═══ The input ═══

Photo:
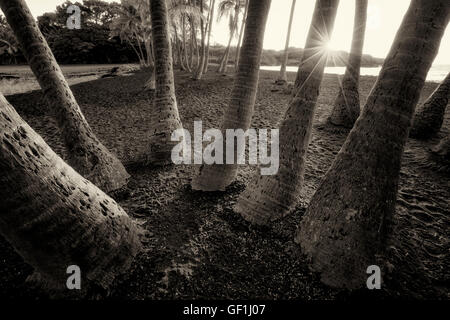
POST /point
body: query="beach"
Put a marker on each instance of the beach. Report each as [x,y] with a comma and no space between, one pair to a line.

═══
═══ The input ═══

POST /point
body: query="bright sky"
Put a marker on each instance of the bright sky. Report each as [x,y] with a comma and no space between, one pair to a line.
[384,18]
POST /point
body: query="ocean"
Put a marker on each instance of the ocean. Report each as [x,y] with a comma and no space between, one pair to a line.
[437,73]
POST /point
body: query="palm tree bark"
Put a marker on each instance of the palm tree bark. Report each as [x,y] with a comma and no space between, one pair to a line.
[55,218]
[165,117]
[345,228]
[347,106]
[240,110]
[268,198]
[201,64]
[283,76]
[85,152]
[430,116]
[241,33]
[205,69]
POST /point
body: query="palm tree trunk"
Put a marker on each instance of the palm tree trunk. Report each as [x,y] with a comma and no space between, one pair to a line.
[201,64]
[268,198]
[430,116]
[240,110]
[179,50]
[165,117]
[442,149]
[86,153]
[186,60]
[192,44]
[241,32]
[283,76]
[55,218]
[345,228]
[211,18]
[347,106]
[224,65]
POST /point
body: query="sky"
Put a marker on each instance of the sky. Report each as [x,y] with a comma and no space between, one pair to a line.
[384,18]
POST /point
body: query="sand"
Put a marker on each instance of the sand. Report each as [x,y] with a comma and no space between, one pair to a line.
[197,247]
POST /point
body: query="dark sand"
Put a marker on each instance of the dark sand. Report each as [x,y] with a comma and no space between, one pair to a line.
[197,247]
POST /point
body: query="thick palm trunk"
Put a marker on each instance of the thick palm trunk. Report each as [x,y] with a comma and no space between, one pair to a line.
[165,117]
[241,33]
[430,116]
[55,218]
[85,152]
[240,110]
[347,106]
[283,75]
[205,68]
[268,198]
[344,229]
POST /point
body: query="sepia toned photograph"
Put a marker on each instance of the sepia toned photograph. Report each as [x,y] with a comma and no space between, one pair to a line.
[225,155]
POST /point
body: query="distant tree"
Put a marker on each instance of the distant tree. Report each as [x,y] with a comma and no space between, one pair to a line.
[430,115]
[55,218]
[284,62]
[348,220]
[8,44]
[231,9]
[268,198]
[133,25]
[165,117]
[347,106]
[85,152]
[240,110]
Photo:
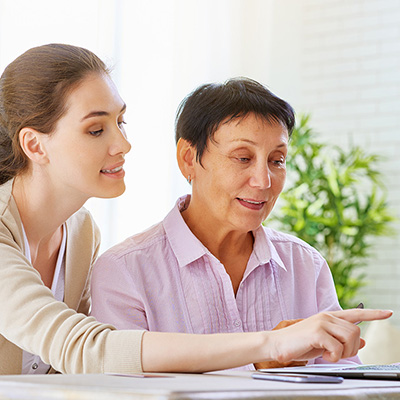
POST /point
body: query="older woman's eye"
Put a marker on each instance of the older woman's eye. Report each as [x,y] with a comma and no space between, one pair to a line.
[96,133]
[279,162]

═══
═══ The input ═══

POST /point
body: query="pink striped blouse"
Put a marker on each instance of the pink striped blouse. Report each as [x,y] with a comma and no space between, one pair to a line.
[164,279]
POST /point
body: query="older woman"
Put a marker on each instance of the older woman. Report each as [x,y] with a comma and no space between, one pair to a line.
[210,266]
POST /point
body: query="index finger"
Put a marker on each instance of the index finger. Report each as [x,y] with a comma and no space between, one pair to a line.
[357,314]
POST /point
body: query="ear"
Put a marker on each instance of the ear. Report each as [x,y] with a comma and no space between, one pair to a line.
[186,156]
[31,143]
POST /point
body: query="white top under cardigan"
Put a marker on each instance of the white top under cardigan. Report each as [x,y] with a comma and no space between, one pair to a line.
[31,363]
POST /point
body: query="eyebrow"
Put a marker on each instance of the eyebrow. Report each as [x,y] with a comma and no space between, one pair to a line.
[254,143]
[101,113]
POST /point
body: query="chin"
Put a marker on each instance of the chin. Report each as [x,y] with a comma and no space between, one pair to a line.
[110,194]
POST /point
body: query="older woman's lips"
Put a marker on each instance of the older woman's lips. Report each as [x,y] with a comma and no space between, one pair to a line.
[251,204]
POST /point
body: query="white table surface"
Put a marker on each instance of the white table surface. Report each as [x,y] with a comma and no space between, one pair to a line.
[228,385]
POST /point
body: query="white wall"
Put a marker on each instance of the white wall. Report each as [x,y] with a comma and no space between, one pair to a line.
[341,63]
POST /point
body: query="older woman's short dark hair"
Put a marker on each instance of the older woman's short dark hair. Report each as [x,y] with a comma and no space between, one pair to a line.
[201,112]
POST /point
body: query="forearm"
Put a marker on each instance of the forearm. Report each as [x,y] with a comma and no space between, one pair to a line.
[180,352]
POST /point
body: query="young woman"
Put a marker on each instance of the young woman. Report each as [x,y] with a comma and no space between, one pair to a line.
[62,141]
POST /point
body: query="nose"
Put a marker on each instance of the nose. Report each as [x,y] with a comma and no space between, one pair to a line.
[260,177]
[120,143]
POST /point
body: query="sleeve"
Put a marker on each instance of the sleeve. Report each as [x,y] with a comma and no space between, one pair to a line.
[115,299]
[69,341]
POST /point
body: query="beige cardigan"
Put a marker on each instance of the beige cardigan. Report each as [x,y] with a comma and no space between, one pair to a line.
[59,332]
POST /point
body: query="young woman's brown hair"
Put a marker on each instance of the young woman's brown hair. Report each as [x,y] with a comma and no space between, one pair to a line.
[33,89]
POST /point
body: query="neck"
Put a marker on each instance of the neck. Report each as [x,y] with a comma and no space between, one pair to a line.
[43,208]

═══

What is being asked
Gather every line above that contains the word "surface", and copy each of those lines in full.

Correct output
body: query="white table surface"
Put a marker on each instance of the white table surface. Report each as [x,y] with a comma and no space between, one pair to a line.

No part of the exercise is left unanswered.